Material supplied

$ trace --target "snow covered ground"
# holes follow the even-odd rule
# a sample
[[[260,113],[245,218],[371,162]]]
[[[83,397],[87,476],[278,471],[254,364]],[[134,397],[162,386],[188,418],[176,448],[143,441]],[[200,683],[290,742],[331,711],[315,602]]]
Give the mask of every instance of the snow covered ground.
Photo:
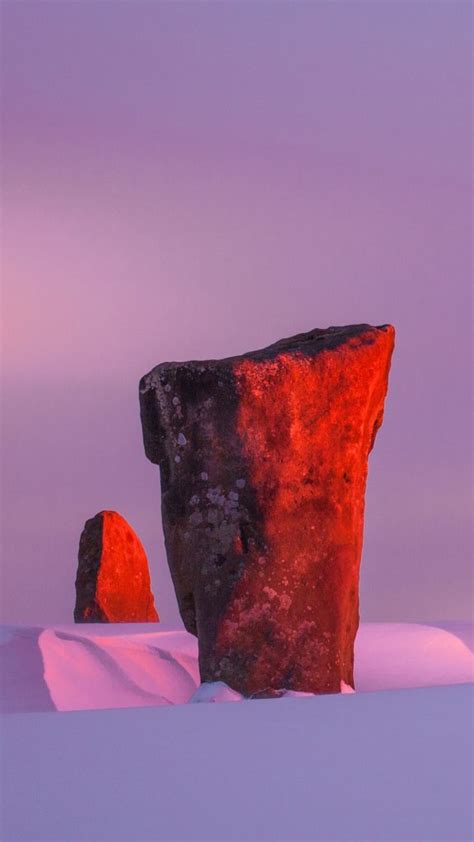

Problem statement
List every line above that holds the word "snow".

Solution
$ trace --target "snow covered ground"
Give the mask of every instance of the snow covered ground.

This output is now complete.